START Text provided

June 27, 2012 — by Rob Kirby


All non-German Arsenal players exited the Euro 2012 tournament at the quarters, so no more Tomáš Rosický, no more Alex Oxlade-Chamberlain, Theo Walcott or even new signing Olivier Giroud, the 6’3 striker who scored the most goals in the Ligue 1 with Montpellier this past season. Giroud knows what it feels like to win titles and scores goals. The experience can only contribute promisingly to the operations of the club. Hopefully Giroud beds easily into the team and may his explosiveness out of the gate be everything one could hope for in the world of combustability. State of the Union: Arsenal, Polkraine 1 and Polkraine 2: Electric Vindaloo, we will miss you, but it’s hard to Arsenal it up properly Polkrainically with the spine of the team now largely absent.

END Text provided

What the task requires:
Answer from the Euro 2012 Arsenal text:
1. On what date was it written?
2. At what stage did all the non-German Arsenal players leave the tournament?
3. With which club did Olivier Giroud score the most goals in Ligue 1?
Answer using only the Euro 2012 Arsenal text.

START Entries supplied

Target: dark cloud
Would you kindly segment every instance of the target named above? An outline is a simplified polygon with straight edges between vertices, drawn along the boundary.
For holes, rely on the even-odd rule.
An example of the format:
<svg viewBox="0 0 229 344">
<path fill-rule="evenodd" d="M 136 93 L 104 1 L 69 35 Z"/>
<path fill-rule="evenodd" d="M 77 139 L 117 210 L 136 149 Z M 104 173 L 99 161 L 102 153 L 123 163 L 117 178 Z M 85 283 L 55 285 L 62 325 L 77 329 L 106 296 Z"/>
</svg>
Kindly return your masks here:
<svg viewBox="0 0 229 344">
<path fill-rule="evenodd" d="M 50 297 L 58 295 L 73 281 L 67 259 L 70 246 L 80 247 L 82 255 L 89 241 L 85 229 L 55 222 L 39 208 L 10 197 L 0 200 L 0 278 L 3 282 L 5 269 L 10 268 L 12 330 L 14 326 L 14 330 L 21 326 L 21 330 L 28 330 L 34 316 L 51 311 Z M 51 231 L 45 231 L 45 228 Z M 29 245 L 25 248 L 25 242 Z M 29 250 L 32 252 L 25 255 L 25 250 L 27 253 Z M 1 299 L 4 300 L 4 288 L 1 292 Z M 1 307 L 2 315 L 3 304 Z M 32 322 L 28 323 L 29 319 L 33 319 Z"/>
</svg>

END Entries supplied

Result below:
1. June 27, 2012
2. The quarters
3. Montpellier